Consegna 1: Indichi tutti gli studiosi moderni citati per nome nel testo sui finali aristofanei.

Traendo le fila, mi sembra che le varie tipologie di finali aristofanei che abbiamo passato in rassegna abbiano, al di là di diverse strategie drammatiche e di singole peculiarità, almeno un importante elemento in comune: la compiutezza concettuale. Che si tratti di congedarsi dal pubblico (Nub., Vesp., Thesm., Pl.), di celebrare il protagonista (Ach., Pax, Av.) o un’altra occasione festosa (Eccl.), di predire un futuro migliore (Ran.) o di sancire la punizione di Cleone (Eq.), quelli che la tradizione medievale ci ha conservato come gli ultimi versi di ciascuna commedia rappresentano effettivamente un finale adeguato: sono le parole con cui ci aspetteremmo che la vicenda (anche quelle intrinsecamente ambigue, quali i Cavalieri 30, gli Uccelli e le Ecclesiazuse) si concludesse, senza espressioni o concetti che destino perplessità – come è invece il caso di τὰν παμμάχον nella Lisistrata. Il “canto tradizionale” è un intrattenimento aggiuntivo che non ha nulla a che fare con tutto questo. Quando supponiamo – probabilmente a ragione – che esso ci fosse, la sua presenza la desumiamo dalle esigenze sceniche: quelle espressive e concettuali sono pienamente soddisfatte dal testo di Aristofane, che dice compiutamente tutto ciò che vuole dire al suo pubblico, non lasciando nulla in sospeso. Tranne, appunto, che in Lys. 1321.

In definitiva, la fine del testo tràdito della Lisistrata, diversa da quella delle altre dieci commedie aristofanee superstiti, non sembra proprio accettabile come conclusione del dramma – per meglio dire, del testo composto da Aristofane: il “canto tradizionale”, se c’era, non influisce sulla questione31. Non credo proprio che si sia perduto un brano lirico intero, come riteneva Wilamowitz32; verosimilmente la lacuna ci avrà privato di solo un verso o due (così Zieliński, e più di recente Landfester)33, in cui forse τὰν παμμάχον era parte di un’antitesi: «la dea guerriera, <che ora sia custode della pace e della nostra concordia> », o qualcosa del genere34. Questa sarebbe, credo, una conclusione adeguata. Chi rifiuti l’idea della lacuna, potrà sempre accogliere la trasposizione dei vv. 1295-1321 proposta da van Leeuwen. Ciò che mi pare assodato è che la commedia non poteva concludersi col v. 1321, e che l’eventuale presenza del “canto tradizionale” non costituisce un argomento per la difesa del testo tràdito così com’è35.

Consegna 2: Riporti sotto forma di lista numerata, tralasciando le righe vuote, tutto ciò che nell'elenco va dalla riga contenente "locate man in gray" fino alla fine dell'elenco stesso, entrambi gli estremi inclusi.

Elenco dei dati:

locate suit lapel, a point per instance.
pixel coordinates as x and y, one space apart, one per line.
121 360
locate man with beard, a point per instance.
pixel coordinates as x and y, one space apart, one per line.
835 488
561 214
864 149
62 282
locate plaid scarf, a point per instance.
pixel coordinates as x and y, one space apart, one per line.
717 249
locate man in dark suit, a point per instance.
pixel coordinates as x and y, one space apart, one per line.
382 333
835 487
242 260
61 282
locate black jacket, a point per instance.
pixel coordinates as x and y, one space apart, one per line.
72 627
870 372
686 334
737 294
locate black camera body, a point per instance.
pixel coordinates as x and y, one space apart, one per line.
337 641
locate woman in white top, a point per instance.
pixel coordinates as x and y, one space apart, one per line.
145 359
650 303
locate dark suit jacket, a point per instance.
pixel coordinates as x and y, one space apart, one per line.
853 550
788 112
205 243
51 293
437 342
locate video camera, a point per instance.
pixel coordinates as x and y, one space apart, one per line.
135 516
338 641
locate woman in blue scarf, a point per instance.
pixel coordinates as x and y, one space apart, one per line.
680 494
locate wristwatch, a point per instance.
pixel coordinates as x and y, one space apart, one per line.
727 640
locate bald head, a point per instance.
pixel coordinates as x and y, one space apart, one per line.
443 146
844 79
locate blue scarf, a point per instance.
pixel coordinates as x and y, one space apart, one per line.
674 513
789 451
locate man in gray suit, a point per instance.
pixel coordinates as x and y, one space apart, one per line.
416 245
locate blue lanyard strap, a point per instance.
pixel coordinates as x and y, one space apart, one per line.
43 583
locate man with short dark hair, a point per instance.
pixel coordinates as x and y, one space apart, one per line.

Soluzione 1: Wilamowitz, Zieliński, Landfester, van Leeuwen

Soluzione 2:
1. locate man in gray suit, a point per instance.
2. pixel coordinates as x and y, one space apart, one per line.
3. 416 245
4. locate blue lanyard strap, a point per instance.
5. pixel coordinates as x and y, one space apart, one per line.
6. 43 583
7. locate man with short dark hair, a point per instance.
8. pixel coordinates as x and y, one space apart, one per line.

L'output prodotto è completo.